Source entries:
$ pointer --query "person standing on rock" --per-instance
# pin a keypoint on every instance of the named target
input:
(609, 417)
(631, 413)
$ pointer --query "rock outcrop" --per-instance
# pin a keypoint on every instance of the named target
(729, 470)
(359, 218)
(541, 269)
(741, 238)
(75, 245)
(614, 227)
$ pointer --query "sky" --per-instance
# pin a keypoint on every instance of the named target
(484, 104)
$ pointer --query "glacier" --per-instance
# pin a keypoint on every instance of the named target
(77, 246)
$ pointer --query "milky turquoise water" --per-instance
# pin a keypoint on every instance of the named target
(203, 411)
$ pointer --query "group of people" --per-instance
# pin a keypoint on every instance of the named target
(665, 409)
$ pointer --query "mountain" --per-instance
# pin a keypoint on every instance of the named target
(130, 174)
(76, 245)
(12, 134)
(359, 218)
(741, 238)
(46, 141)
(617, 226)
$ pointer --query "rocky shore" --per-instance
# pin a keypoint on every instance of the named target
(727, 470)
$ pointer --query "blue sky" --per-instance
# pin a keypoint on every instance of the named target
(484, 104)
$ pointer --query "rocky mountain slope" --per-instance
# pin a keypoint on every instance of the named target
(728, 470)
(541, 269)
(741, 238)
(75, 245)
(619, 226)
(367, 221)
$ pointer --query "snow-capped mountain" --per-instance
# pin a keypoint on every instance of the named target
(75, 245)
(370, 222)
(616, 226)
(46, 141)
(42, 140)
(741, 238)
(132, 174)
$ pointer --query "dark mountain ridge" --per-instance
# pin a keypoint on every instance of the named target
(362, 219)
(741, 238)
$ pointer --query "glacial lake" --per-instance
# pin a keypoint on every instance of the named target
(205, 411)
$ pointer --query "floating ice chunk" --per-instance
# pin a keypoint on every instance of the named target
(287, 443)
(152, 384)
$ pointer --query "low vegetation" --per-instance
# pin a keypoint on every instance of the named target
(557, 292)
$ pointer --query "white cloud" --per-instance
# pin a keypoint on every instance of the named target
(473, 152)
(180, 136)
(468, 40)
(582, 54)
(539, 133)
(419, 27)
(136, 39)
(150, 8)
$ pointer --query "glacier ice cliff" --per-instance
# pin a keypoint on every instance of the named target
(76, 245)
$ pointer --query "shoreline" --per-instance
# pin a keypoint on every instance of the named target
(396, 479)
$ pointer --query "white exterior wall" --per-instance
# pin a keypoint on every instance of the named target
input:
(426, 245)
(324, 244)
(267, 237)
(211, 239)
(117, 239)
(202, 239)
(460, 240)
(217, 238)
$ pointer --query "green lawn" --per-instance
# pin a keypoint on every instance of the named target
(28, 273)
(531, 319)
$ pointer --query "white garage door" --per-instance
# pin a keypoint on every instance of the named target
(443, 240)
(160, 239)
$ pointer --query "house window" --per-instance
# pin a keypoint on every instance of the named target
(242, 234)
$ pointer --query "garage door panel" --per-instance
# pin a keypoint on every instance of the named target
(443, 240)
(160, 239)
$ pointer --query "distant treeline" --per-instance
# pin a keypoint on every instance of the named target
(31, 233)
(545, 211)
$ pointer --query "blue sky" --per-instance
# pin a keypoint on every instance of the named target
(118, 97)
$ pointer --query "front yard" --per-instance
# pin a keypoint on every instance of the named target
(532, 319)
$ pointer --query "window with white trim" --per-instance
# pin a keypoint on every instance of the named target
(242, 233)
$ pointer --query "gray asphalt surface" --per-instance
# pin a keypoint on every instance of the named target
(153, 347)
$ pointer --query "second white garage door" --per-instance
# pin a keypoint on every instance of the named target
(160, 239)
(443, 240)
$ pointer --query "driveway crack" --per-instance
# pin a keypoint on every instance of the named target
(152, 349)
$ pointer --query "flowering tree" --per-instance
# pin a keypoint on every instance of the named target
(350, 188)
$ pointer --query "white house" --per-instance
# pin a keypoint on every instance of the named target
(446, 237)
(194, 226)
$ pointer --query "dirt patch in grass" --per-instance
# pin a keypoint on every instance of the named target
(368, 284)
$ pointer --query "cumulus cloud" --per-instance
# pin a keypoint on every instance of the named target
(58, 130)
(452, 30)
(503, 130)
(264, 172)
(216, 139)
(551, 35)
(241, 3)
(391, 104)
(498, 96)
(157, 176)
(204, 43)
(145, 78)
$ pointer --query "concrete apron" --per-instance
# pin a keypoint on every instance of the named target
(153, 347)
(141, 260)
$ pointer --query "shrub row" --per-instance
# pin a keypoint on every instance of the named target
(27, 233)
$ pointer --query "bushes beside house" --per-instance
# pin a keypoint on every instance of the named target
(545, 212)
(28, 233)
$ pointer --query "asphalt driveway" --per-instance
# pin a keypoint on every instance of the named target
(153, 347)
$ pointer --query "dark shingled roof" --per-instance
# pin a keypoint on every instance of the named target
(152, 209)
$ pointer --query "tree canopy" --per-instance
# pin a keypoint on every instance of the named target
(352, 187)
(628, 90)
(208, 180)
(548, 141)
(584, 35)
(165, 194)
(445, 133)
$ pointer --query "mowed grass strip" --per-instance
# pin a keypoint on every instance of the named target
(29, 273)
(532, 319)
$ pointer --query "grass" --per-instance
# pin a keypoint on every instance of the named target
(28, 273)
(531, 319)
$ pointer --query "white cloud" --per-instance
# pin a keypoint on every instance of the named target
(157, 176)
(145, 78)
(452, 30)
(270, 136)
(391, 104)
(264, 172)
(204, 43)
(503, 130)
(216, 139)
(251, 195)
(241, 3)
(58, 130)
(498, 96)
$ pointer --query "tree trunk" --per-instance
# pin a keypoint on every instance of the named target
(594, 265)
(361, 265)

* * *

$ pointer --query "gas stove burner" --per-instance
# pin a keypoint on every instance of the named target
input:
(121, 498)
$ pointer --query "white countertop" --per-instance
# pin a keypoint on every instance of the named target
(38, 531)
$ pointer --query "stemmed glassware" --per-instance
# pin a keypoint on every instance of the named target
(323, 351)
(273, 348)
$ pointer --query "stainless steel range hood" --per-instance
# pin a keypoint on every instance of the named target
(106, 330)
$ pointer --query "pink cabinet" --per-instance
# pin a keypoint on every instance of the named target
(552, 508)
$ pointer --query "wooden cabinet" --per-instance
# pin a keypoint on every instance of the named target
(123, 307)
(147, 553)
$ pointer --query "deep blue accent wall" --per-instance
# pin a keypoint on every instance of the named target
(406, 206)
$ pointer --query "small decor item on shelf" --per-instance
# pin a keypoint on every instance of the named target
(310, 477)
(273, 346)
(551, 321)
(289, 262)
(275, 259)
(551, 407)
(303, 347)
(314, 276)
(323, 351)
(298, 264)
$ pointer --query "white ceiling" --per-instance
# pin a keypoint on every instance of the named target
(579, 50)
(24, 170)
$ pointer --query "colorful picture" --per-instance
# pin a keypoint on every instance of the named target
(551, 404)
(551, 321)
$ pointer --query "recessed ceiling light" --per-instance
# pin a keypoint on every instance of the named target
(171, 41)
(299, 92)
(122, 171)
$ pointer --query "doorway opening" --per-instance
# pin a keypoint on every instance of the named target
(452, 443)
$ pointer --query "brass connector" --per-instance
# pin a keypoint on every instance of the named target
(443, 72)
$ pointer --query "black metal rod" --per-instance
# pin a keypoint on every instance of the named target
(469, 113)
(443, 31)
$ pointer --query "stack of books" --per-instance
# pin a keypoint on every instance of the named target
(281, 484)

- WHAT TO DO: Extract each line from the entries above that contains the string "cabinet".

- EXERCISE RESULT:
$ pointer --query "pink cabinet" --per-instance
$ pointer --query "wooden cabinet" --per-instance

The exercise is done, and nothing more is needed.